- **Point annotations for photos**
══════

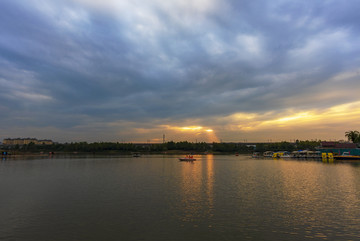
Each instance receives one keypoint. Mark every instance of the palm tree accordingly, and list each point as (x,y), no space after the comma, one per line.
(353,136)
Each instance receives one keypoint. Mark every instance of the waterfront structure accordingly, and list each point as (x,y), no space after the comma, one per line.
(338,148)
(25,141)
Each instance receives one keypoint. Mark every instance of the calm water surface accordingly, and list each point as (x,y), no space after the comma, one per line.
(160,198)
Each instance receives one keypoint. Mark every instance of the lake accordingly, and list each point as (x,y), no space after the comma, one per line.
(157,197)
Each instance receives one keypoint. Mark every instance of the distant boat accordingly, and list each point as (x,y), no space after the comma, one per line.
(136,154)
(268,154)
(188,158)
(347,157)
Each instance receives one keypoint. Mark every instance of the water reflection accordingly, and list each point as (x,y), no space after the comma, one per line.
(197,195)
(309,194)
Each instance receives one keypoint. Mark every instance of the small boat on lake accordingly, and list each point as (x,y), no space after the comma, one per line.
(188,158)
(346,157)
(268,154)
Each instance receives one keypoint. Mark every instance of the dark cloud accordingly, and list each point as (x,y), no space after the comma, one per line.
(68,63)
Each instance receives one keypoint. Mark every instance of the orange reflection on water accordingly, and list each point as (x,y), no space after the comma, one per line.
(197,195)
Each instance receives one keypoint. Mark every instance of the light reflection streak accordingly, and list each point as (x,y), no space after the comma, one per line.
(197,194)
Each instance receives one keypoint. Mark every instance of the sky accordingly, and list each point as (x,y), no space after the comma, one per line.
(192,70)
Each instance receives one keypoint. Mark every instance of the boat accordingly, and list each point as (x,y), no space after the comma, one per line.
(281,154)
(188,158)
(136,154)
(268,154)
(347,157)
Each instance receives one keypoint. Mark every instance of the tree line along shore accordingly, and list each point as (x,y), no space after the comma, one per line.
(167,147)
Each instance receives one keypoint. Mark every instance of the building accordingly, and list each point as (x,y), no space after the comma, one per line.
(339,147)
(25,141)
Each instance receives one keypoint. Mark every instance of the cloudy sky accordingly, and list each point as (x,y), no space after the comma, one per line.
(196,70)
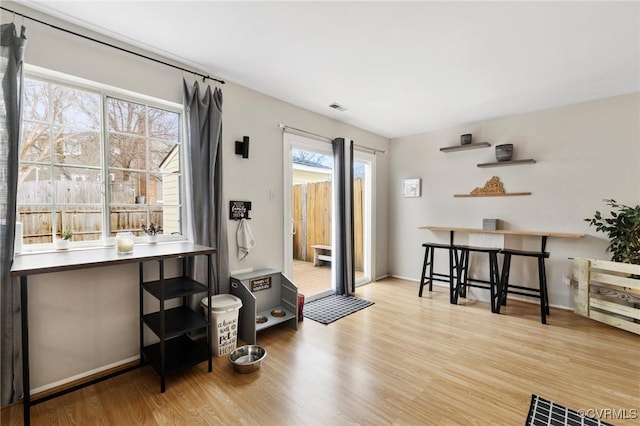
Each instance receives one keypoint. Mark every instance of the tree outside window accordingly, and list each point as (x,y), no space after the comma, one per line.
(95,164)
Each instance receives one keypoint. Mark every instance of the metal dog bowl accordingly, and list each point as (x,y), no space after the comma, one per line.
(248,358)
(278,313)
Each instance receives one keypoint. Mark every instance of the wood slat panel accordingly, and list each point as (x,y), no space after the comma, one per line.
(627,268)
(624,282)
(615,308)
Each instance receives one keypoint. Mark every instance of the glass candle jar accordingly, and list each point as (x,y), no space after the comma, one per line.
(124,242)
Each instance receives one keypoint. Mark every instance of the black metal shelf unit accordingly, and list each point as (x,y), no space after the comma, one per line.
(465,147)
(176,349)
(507,163)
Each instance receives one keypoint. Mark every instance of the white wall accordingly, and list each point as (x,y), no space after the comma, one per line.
(85,320)
(585,153)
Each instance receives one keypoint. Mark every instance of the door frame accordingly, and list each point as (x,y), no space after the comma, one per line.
(291,141)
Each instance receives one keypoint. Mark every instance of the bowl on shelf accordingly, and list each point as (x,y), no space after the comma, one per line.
(504,152)
(248,358)
(278,313)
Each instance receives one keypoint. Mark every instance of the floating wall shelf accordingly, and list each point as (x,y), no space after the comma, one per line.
(476,145)
(507,163)
(508,194)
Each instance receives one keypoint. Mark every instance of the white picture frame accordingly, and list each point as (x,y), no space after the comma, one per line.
(411,188)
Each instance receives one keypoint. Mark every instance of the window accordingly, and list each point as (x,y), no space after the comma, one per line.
(95,163)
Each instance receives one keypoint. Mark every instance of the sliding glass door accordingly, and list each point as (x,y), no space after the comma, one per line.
(308,206)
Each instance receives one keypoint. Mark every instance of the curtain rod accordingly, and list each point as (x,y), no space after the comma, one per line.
(285,127)
(204,77)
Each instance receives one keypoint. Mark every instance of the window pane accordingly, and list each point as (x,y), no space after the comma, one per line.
(34,184)
(75,108)
(36,224)
(127,152)
(61,176)
(171,220)
(128,218)
(163,124)
(35,143)
(165,156)
(35,100)
(85,222)
(74,185)
(126,117)
(82,148)
(125,186)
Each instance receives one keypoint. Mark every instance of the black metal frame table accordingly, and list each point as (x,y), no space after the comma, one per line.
(46,262)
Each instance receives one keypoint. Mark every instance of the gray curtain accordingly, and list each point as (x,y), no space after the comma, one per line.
(343,238)
(209,218)
(11,71)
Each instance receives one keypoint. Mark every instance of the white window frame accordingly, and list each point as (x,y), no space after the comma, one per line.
(104,91)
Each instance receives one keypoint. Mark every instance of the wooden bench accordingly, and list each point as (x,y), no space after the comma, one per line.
(321,253)
(608,292)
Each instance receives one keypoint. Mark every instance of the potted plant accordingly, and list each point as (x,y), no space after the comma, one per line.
(63,244)
(623,230)
(152,232)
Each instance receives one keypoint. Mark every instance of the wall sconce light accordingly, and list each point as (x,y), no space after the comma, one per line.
(242,148)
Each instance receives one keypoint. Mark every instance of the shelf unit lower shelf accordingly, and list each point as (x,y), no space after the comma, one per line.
(174,287)
(180,353)
(176,321)
(274,320)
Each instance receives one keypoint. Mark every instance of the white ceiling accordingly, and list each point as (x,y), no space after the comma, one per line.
(400,68)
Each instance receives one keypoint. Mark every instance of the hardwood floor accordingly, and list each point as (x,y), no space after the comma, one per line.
(404,360)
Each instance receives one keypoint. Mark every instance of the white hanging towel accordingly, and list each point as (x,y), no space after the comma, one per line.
(245,239)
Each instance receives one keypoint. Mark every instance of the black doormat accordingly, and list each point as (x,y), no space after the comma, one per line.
(331,308)
(544,412)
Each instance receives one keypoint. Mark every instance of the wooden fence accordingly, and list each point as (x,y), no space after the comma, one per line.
(312,219)
(608,292)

══════

Write out every entry again word for word, without any of the pictures.

- **The result**
Each instance receives one keypoint. Mark every instance of the palm tree accordingly, and list each point as (x,y), no space after the comma, one per line.
(353,136)
Each instance receives one keypoint. Mark every instance of the waterfront structure accordingly, and list each point as (x,y), no space after the comma, one per line.
(338,148)
(25,141)
Each instance receives one keypoint. Mark every instance of the calm water surface accordingly, and list each point as (x,y), no space after the comma, one per line.
(160,198)
Each instance receives one keypoint. Mark every instance of the lake accordingly, and list each point as (x,y), no space after the comma, one per line.
(157,197)
Each instance receives one keypoint. Mark every instance of the distant boat accordingly, and list each point as (x,y), no space after the comma, one per line.
(136,154)
(268,154)
(188,158)
(347,157)
Each instance receives one keypoint. Mark every instance of the water reflection accordingly, and list each point as (x,y), no space after the comma, one per line.
(197,195)
(309,194)
Each instance receives one keypoint. Mark every instance of the small boat on lake accordingly, and list each point as (x,y), no space after the comma, one per line.
(188,158)
(346,157)
(268,154)
Each instance receives one keypoint. Mark every instance of the dark cloud accordingly, and list each point as (x,y), no space after the comma, one per line.
(68,63)
Each instance receives one keypoint. Mark every instance of the orange reflection on water accordingly, and list each point as (x,y), no space after the comma, one per line.
(197,195)
Each instance receives one keypoint. Mark every instance of the light reflection streak accordingly, and list each point as (x,y), no space after the comma, one per line.
(197,194)
Each instance receives one keypoint. Mark every instance of the sky accordingly, and list each point as (x,y), no space after the comma, one per line.
(192,70)
Each instance receives one keypoint. Mark every instance of the boat accordingly, and list each point as (x,y), no space after the comma, one per line.
(281,154)
(188,158)
(136,154)
(268,154)
(347,157)
Each instance receives one keypoint. Mark every instance of the tree line along shore accordingly, and list each point as (x,y), no space after the comma, one per line.
(167,147)
Each instance receives one keypoint. Mark every instance of the building accordingly, and list each point as (x,y), no space after the comma, one per line.
(339,147)
(25,141)
Each instance receives one keypoint. Mark every instance of the cloudy sky accordingly, and list each point as (x,y), no space after the comma, one per line.
(196,70)
Each instance receives one keypoint. Mark every instance of the tree outside window accordingly, and list each point as (x,y), no space after the comma, one per line.
(95,164)
Each instance receives one keypoint. Mark every instance of the metal dog bowl accordingly, and list each point as (x,y), no space after the comma, one per line.
(248,358)
(278,313)
Each instance receives one keypoint. Mark every instance of the wood slat panel accordingly, and list each point as (x,y), no space after the comma, one per line.
(627,268)
(624,282)
(615,308)
Each instance receives one keypoint. Mark every instance of the glass candle jar accordingly, and list each point as (x,y), no space after the comma, one per line.
(124,242)
Each instance receives one keypoint. Mark every instance of the black metal shelf unit accordingly, and list each point as (x,y), no space after the comma, one per line.
(465,147)
(176,349)
(507,163)
Each instance receives one keypoint. Mark every instance of the white wall accordingly, and list each point as (x,y), no space after the comma, one per line.
(85,320)
(585,153)
Each instance receives one keypoint. Mark every instance of the door frame accordingly, and list each point as (x,y), no space after the comma, one per line.
(291,141)
Each instance receives one keypoint. Mark every instance of the bowl on shelf accordingly, and list each point as (x,y), no space after the comma, one per line.
(504,152)
(248,358)
(278,313)
Each instance receives one keypoint. Mark every instance of the floating wall shelf accordingly, and list each point as (x,y), no space after the comma, one per line.
(476,145)
(507,163)
(508,194)
Each instance receives one keypoint. Mark every instance of the white picture frame accordingly, and list each point as (x,y), no space after the comma, one per line.
(411,188)
Each instance receives one keypoint. Mark every instance of the window accordingly, and list each point as (x,y), no space after the comma, one per line.
(95,163)
Each instance receives one keypoint. Mark every instance of the sliding glass door accordingly, and list each point as (x,y), no space after the comma, one per line.
(308,206)
Each instance receives one keypoint. Mark every instance of the curtain rod accordingly, and list each point as (x,y), no space after the comma, one per line.
(285,127)
(204,77)
Each instance receives one keypoint. Mark every instance of the window pane accordingly, and list each point as (x,y), no space after the comma, one per line.
(34,184)
(75,108)
(36,224)
(127,152)
(61,176)
(171,220)
(128,218)
(163,124)
(35,143)
(165,156)
(35,100)
(85,222)
(74,185)
(126,117)
(82,148)
(125,186)
Each instance receives one keypoint. Mark every instance of the black metal frame table accordingly, and list each point as (x,y), no space after the comma, one per line.
(46,262)
Each instance receives one keypoint. Mark every instance of the gray curtain accordingly, and list each point as (x,y), no space after the comma, one per line.
(343,238)
(209,218)
(11,71)
Each instance receives one keypoint. Mark every instance of the white window frame accordingly, and list each point as (x,y), no space after the comma, one per line.
(104,91)
Each instance receives one keypoint. Mark every instance of the wooden bench accordingly, and list each point as (x,y), no space after the comma, one per line.
(321,253)
(608,292)
Each instance receives one keypoint. Mark every instance of the potted plant accordingly, and list each point as (x,y), no space after the comma, one per line.
(63,244)
(623,230)
(152,232)
Each instance receives one keypoint. Mark every instance of the wall sconce light accordingly, and list each point as (x,y), no space after the comma, one per line.
(242,148)
Each instance receives one keypoint. Mark every instance of the shelf unit lower shelf accordingly, and list each point as (x,y), no space after the comma, one per line.
(174,287)
(180,353)
(176,321)
(274,320)
Each instance receives one keypoint. Mark every instance of the white ceiling accordingly, and list each point as (x,y), no space after the comma, one per line.
(400,68)
Each instance receives one keypoint. Mark every instance of the hardwood floor accordingly, and list each point as (x,y), no space after the comma, one per line.
(404,360)
Each instance receives one keypoint. Mark every instance of the white hanging towel accordingly, and list each point as (x,y), no space after the comma, one per line.
(245,239)
Each instance receives one keypoint. Mark every instance of the black doormat accordingly, and list each point as (x,y), no space after the comma, one per line.
(331,308)
(544,412)
Each instance receives one keypoint. Mark every instance of the wooden fence accordingly, and list each point as (x,y), no space after the comma, one per line.
(312,219)
(608,292)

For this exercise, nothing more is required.